#### [GOAL OF THE EXERCISE]
Working down the material below, reproduce exactly every line from the one containing "Target: pan rim" to the last line, and only those.

#### [STORED DATA]

=== Section Start ===

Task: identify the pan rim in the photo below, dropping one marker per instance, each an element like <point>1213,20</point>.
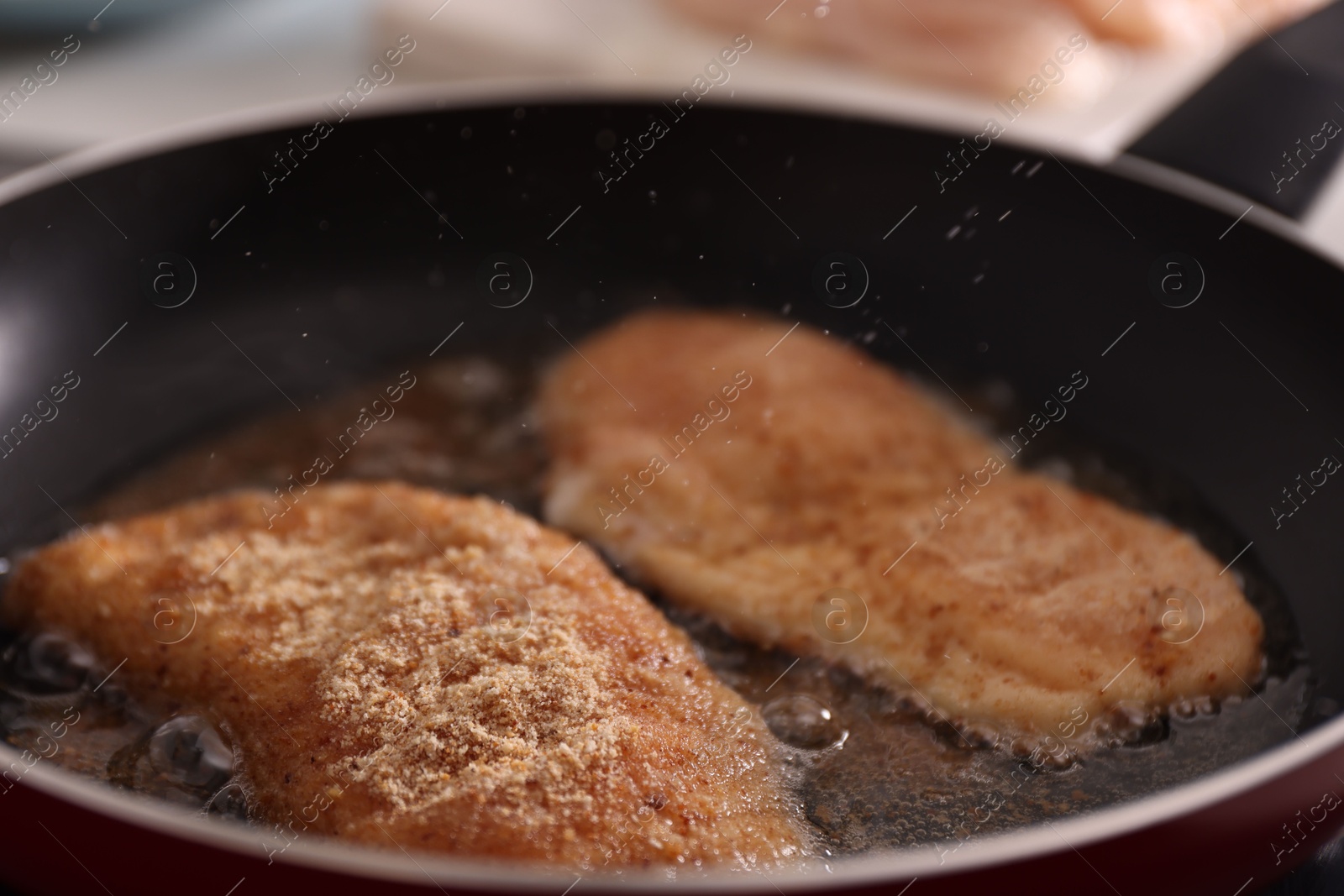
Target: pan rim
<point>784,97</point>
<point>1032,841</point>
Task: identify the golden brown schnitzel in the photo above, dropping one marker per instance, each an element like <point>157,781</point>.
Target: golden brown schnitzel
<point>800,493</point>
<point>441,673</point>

=== Section End ===

#### [RESULT OF THIS TASK]
Target: pan rim
<point>784,97</point>
<point>1032,841</point>
Task: identify the golden brown schnitzel in the photo above, dropping one marker per instance, each an element like <point>157,781</point>.
Target: golden brown schnitzel
<point>800,493</point>
<point>441,673</point>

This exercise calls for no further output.